La mémoire peut être douloureuse autant dans le roman de Fatou Diome que dans celui de Maryam Madjidi où des événements traumatisants tiennent lieu de référents déterminants au tissage du récit.

Dans Les veilleurs de Sangomar, Coumba, le personnage principal, perd son mari lors d’un naufrage d’un bateau allant de Dakar à Ziguinchor. Après cet événement tragique, elle devait gérer sa douleur dans un environnement où elle est considérée comme folle et nul ne compatissait à sa douleur.

Complètement déstabilisée, elle converse toutes les nuits avec les esprits, « les veilleurs de Sangomar » avant, pour éviter l’opprobre des villageois, de s’exiler pour écrire un carnet pour sa fille où « … Fadikiine, sa petite orpheline, y trouverait un peu de réconfort et, le temps passant, ses enfants et ses petits-enfants après elle en feraient, peut-être, leur plus merveilleux conte… ». (Diome 2019 : 68)

« Vivement que le soleil se couche, se disait-elle, et que les humains la laissent enfin seule avec son carnet, en tête à tête avec son amoureux. » (Diome 2019 : 62)

Dans Marx et la poupée, Maryam Madjidi a mis en scène une petite fille, Maryam, obligée de laisser tout ce qui lui appartenait pour émigrer en France et s’exiler avec ses parents :

« Les yeux de la mère regardent au loin l’envol d’une plume. Elle sait qu’elles doivent partir. Elle a acheté des vêtements, des chaussures pour là-bas. La petite fille doit donner ses jouets aux gamins du quartier. Elle n’en a absolument aucune envie. » (Madjidi 2017 : 24)

Maryam a dû laisser tous ses jouets, d’où l’événement traumatisant pour la petite fille. Ceci peut être remarqué avant même que le roman ne soit lu, car dans les éléments du paratexte, le titre nous dévoile le chagrin de Maryam causé par la perte de sa poupée. En s’adressant à ses jouets, l’auteur nous montre à quel point l’enfant tenait à son petit trésor :

« — Écoutez-moi, on veut nous séparer, mais moi je veux pas, alors on va rester là, on va pas bouger et je vais vous raconter plein d’histoires jusqu’à ce que tout le monde s’endorme et alors je vais creuser un trou dans la terre juste au pied de l’arbre dans le jardin et je vous cacherai là. Je reviendrai vous chercher plus tard, mais je reviendrai vite et on jouera à nouveau ensemble. Je fais pas confiance aux autres enfants du quartier. C’est des sauvages, ils vont vous abîmer. Moi je sais prendre soin de vous et je vous abandonnerai pas. » (Madjidi 2017 : 25)

[Enregistrements de données]
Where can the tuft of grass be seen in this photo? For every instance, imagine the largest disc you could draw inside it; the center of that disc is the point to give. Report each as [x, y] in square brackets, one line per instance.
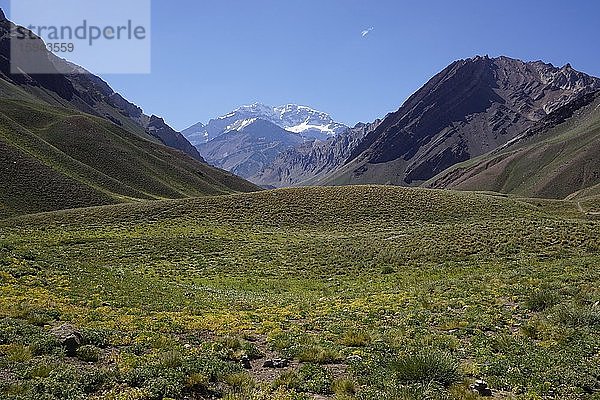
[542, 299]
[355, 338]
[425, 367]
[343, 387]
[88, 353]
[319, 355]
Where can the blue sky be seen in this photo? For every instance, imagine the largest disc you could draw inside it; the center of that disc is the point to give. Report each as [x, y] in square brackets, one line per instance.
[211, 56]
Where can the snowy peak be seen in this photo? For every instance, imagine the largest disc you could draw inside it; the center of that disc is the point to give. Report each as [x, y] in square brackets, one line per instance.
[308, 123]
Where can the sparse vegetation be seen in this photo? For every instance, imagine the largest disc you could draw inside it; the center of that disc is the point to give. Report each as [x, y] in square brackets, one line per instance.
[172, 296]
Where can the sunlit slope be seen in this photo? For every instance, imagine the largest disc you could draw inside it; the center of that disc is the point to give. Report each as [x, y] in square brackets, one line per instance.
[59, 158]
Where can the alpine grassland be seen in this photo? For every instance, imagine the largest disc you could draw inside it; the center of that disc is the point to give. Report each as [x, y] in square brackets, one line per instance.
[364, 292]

__Exercice 1__:
Citez sans modification les lignes des enregistrements, depuis celle qui contient "Where can the snowy" jusqu'à la dernière ligne des enregistrements incluse.
__Exercice 2__:
Prolongez l'extrait sur la mémoire douloureuse dans les romans de Fatou Diome et de Maryam Madjidi à partir de sa dernière phrase.

__Réponse attendue 1__:
Where can the snowy peak be seen in this photo? For every instance, imagine the largest disc you could draw inside it; the center of that disc is the point to give. Report each as [x, y] in square brackets, one line per instance.
[308, 123]
Where can the sparse vegetation be seen in this photo? For every instance, imagine the largest disc you could draw inside it; the center of that disc is the point to give. Report each as [x, y] in square brackets, one line per instance.
[172, 296]
Where can the sunlit slope be seen in this photo? For every instance, imagine the largest disc you could draw inside it; the center of that disc is the point to give. Report each as [x, y] in square brackets, one line per instance.
[59, 158]
Where can the alpine grassland be seen in this photo? For every instance, imagine the largest disc you could draw inside it; the center of that disc is the point to give. Report each as [x, y] in square brackets, one line per instance.
[364, 292]

__Réponse attendue 2__:
Myriam Madjidi, quant à elle, raconte comment ses parents, communistes dans l’Iran gagné par l’extrémisme islamique, l’obligent à donner ses jouets aux enfants du quartier, avant de quitter leur pays. Une décision qui meurtrit la petite fille et une laisse des traces profondes.

« Je revois le jouet dans les mains des enfants pauvres du quartier […] deux monstres qui me déposséderaient de tout […] une des leçons fondamentales de la vie : le détachement matériel et l’abolition de la propriété. » (Madjidi 2017 : 28)

L’espace dans les deux récits joue un rôle essentiel dans le surgissement du souvenir et l’écriture de la mémoire. Fatou Diome décrit le bateau du Joola :

« Bâtiment d’une longueur de 73,60 mètres, en flottaison, sur 12,50 mètres de large, le Joola rassurait par son envergure. Pourtant, malgré ses deux moteurs d’une puissance de 1 600 CV » (Diome 2019 : 10)

Ou encore

« Tous ceux-là, Coumba les recensait avec son époux, dans la foule qu’elle imaginait rassembler au royaume des ombres, sur l’île sacrée de Sangomar. Une foule de veilleurs, qu’elle écoutait, interrogeait, grâce au sortilège des nuits du Saloum, qui la transportait auprès de son aimé. » (Diome 2019 : 17)
« elle imaginait Bouba et tous ses compagnons du Joola en pleine forme. » (Diome 2019 : 20)

Le discours mémoriel factuel chez Diome est fictionnel chez Madjidi que l’image de son fils, figure d’un passé encore à l’œuvre dans sa chair, confié par la justice à son père, hante

« Nous avons divorcé. J’ai perdu la garde de mon fils. Il vit avec eux. La nuit, j’imagine mon petit garçon allongé dans leur lit entre le corps de cette seconde femme et celui de mon ex-mari. J’ai la nausée chaque fois que j’y pense. » (Madjidi 2017)

2. La mémoire discursive entre espace fictionnel et espace factuel 

Dans des romans de constructions identitaires, la mémoire discursive recourt à la réalité qui lui fournit un cadre spatial pour que « la transition de la mémoire corporelle à la mémoire des lieux (soit) assurée par des actes aussi importants que s’orienter, se déplacer, et plus que tout habiter » (Ricœur 2000 : 49).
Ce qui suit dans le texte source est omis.